Image-backed grounding data

# # # # #

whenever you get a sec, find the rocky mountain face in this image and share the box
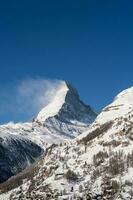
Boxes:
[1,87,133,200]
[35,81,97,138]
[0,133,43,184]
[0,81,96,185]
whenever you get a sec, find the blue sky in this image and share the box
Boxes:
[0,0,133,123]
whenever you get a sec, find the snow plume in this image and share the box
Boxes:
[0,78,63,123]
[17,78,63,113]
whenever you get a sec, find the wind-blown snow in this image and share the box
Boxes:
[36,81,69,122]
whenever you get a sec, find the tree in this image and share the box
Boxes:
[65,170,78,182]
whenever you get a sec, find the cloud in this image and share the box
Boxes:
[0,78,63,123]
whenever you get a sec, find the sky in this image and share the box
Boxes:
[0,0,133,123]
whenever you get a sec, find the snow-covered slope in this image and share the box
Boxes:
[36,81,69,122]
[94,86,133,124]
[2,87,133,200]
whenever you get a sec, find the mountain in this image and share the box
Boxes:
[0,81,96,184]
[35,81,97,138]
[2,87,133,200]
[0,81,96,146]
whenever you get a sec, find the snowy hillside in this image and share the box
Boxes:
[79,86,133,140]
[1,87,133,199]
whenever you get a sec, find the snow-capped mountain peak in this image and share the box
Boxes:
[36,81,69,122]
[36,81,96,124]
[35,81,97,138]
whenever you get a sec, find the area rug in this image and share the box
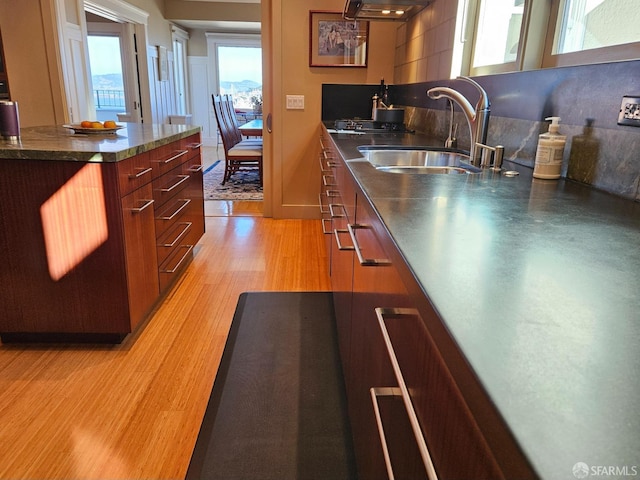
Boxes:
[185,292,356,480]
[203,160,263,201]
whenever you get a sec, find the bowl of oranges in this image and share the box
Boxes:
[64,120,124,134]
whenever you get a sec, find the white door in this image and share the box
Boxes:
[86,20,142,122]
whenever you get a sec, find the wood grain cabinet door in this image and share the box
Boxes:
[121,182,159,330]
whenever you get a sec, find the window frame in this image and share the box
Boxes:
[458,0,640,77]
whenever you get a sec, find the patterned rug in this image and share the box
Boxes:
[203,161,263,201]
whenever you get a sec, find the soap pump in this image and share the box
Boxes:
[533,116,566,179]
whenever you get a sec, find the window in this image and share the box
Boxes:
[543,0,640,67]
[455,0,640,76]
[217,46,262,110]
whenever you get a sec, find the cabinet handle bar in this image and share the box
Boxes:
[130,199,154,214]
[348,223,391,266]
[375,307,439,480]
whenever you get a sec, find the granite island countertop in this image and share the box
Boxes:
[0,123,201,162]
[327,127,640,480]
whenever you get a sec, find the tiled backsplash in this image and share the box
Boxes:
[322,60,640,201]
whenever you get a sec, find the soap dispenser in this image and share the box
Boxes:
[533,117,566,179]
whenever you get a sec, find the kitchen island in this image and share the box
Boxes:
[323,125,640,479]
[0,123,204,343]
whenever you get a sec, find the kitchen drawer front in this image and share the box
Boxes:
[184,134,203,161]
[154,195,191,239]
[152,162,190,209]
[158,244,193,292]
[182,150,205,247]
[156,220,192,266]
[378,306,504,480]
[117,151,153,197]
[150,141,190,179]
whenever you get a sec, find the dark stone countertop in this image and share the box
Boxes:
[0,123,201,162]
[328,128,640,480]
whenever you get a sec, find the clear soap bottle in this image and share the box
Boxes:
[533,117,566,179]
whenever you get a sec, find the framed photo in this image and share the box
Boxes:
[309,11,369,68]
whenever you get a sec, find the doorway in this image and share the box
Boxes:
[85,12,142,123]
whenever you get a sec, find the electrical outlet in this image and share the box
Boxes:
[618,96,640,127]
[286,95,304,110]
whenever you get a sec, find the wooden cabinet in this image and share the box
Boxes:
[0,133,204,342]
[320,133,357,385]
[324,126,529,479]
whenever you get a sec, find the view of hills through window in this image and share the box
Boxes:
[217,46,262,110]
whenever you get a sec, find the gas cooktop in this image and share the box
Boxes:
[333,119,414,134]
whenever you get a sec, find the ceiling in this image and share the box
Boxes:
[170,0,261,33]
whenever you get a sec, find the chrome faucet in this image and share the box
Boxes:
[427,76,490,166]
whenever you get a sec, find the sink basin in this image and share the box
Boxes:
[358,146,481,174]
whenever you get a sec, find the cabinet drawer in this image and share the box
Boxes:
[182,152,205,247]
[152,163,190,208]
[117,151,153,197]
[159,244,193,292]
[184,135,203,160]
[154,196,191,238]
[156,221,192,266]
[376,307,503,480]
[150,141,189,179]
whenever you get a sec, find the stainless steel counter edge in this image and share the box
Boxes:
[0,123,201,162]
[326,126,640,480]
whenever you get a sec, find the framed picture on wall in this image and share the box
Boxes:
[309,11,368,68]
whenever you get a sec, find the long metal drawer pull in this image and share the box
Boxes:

# # # # #

A count is needed of the lines in the entries that contain "island". Supply only that number.

-- Solution --
2